**Task to complete**
Quote precisely the final stretch of the listing: start at the line containing "Target: bubble wand loop" and stop after the last line.

#### Working data

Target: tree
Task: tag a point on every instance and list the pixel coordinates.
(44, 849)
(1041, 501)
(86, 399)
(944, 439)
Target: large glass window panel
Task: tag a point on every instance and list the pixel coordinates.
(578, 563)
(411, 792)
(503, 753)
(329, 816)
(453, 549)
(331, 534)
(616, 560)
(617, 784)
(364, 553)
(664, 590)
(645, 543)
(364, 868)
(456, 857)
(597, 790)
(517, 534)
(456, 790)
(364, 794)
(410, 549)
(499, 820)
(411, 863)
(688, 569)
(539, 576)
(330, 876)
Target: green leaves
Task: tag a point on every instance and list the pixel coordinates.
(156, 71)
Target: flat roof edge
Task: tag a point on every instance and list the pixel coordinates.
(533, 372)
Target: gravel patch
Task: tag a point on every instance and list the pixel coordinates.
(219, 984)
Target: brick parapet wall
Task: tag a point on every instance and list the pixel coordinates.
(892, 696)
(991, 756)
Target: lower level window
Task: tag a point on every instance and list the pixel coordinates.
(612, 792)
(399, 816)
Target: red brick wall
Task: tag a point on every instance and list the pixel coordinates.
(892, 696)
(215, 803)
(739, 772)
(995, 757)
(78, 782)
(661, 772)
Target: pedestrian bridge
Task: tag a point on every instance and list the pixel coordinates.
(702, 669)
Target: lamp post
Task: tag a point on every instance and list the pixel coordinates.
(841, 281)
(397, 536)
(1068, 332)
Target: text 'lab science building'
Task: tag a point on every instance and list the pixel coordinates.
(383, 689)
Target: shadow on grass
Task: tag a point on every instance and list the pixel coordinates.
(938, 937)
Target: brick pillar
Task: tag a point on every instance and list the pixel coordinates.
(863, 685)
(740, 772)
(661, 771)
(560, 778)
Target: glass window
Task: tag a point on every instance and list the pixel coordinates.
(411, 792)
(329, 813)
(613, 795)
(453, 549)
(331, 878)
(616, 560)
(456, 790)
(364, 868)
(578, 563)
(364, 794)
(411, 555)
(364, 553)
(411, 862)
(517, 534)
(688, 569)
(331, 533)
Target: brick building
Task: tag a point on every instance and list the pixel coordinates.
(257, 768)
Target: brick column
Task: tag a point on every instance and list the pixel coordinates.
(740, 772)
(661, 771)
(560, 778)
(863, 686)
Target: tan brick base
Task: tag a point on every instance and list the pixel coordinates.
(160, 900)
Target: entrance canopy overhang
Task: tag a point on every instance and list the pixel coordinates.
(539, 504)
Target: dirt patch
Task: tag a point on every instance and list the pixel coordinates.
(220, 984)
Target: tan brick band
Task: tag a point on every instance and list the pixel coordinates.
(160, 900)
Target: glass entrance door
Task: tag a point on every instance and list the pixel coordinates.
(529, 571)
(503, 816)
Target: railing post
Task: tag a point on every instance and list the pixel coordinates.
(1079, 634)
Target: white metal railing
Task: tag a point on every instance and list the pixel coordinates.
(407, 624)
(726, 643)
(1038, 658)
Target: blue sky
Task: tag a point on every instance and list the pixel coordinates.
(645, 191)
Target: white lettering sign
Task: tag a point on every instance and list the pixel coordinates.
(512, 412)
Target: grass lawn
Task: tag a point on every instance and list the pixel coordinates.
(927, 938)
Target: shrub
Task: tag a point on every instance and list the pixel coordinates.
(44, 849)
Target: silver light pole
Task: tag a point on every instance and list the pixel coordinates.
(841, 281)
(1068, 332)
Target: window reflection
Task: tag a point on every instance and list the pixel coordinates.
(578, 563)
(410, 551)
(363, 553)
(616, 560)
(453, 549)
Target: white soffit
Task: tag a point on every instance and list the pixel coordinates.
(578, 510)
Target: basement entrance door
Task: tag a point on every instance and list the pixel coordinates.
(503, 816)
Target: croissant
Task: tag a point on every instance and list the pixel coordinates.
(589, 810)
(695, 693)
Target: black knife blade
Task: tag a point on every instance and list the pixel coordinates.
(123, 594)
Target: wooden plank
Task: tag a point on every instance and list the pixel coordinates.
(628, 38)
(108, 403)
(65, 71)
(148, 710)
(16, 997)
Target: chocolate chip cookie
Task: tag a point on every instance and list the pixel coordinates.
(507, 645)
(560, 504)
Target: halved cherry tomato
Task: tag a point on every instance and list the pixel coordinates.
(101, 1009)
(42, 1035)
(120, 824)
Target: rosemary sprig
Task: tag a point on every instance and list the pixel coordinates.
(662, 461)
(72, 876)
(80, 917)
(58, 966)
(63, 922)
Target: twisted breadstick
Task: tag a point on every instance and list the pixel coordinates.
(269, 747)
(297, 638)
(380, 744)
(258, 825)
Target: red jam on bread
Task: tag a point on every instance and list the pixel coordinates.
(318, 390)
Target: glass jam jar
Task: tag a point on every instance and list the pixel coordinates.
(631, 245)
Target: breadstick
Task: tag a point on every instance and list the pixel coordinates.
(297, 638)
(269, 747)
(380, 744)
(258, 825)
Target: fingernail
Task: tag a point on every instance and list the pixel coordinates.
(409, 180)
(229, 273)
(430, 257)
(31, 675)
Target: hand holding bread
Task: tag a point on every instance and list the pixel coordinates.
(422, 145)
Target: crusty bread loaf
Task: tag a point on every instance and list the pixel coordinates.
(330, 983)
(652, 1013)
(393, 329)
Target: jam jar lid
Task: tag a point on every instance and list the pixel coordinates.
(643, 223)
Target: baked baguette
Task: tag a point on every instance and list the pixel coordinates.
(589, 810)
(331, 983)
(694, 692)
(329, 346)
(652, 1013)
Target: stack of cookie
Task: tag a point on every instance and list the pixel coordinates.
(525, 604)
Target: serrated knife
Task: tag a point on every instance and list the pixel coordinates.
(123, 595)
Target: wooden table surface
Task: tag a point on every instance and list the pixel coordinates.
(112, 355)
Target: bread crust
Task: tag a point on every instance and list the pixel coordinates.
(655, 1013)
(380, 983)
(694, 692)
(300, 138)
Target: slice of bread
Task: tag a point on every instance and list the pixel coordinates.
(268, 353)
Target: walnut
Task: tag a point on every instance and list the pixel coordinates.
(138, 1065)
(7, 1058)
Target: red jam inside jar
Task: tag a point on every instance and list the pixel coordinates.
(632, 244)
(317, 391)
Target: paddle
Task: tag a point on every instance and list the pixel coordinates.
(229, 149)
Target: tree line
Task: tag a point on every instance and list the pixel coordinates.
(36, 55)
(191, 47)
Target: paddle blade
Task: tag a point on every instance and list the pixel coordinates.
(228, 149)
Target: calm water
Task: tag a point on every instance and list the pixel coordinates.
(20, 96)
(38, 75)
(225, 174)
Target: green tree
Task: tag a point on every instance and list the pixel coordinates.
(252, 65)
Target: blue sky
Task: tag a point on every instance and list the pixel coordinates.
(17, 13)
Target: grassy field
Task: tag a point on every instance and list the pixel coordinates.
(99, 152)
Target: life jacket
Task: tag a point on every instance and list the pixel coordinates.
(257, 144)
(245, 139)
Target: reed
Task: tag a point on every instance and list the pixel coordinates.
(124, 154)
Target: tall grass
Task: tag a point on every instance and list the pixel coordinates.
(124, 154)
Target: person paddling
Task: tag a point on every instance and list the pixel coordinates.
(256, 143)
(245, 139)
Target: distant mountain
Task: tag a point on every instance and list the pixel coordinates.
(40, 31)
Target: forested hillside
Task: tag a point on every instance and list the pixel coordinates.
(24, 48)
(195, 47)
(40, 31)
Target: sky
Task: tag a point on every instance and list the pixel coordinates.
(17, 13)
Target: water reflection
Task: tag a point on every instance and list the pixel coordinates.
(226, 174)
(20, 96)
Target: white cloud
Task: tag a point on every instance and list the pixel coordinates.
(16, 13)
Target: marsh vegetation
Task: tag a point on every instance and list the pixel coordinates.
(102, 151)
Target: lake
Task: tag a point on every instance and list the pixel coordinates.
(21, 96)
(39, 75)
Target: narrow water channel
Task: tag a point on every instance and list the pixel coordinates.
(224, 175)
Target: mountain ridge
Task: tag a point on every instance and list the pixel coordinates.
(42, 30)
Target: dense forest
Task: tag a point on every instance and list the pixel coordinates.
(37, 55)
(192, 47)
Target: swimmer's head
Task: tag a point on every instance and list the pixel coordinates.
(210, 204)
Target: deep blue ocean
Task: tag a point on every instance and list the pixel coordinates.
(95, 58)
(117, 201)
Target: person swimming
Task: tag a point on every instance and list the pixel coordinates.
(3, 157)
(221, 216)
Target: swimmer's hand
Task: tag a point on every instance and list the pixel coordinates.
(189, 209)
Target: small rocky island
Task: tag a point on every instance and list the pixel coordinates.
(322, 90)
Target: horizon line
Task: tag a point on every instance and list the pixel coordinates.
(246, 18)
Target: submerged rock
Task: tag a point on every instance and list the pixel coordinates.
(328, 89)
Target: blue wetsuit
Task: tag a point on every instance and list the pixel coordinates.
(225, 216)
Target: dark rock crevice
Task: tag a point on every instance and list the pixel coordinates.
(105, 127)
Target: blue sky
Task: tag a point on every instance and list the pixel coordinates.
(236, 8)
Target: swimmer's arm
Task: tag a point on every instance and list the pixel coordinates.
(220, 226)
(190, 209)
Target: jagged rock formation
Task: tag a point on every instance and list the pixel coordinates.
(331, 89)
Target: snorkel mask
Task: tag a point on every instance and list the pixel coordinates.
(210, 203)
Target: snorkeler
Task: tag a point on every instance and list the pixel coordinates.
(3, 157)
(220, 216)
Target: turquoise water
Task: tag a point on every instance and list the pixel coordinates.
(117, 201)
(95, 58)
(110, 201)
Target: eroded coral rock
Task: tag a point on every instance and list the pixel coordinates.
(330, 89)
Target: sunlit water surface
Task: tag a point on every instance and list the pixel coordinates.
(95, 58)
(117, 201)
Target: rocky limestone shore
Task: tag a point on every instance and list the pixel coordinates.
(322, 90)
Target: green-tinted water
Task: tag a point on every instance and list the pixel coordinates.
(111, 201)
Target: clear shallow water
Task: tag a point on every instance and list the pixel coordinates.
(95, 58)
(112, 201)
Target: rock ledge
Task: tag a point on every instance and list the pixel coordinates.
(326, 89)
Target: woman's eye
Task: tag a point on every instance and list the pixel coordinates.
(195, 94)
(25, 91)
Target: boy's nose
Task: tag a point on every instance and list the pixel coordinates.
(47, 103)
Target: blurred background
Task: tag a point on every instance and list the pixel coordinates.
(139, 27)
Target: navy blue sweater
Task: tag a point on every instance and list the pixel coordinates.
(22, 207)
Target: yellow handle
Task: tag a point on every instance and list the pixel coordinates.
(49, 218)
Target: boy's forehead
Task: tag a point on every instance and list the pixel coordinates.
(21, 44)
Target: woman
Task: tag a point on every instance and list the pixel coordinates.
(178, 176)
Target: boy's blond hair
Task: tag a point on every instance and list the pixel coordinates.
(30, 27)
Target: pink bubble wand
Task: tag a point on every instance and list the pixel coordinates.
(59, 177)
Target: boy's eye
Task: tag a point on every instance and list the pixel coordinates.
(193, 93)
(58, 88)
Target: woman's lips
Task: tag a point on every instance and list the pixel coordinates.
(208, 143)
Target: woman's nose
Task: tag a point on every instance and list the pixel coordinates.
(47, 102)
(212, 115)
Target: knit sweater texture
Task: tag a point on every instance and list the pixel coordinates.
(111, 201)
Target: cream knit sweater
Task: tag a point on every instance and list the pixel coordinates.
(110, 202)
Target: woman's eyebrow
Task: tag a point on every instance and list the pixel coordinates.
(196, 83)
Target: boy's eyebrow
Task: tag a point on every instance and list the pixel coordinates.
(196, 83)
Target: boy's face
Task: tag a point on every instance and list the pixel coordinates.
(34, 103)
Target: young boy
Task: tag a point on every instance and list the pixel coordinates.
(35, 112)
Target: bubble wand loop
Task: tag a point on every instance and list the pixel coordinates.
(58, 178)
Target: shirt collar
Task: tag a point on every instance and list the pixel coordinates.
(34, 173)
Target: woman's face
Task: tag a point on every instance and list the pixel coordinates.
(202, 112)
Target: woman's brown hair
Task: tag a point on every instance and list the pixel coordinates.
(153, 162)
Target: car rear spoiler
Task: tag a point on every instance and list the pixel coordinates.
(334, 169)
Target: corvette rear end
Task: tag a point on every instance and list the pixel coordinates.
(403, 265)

########

**Task response**
Target: bubble wand loop
Task: tag a point on every instance and list the pixel coordinates.
(58, 178)
Target: shirt collar
Task: tag a point on every instance and list the pixel coordinates.
(34, 173)
Target: woman's face
Task: tag a point on every instance and list the pixel coordinates.
(202, 112)
Target: woman's brown hair
Task: tag a point on every instance and list the pixel coordinates.
(153, 162)
Target: car rear spoiler
Task: tag a point on every instance and list the pixel coordinates.
(334, 169)
Target: corvette rear end
Task: tag a point on every instance and list the pixel coordinates.
(403, 265)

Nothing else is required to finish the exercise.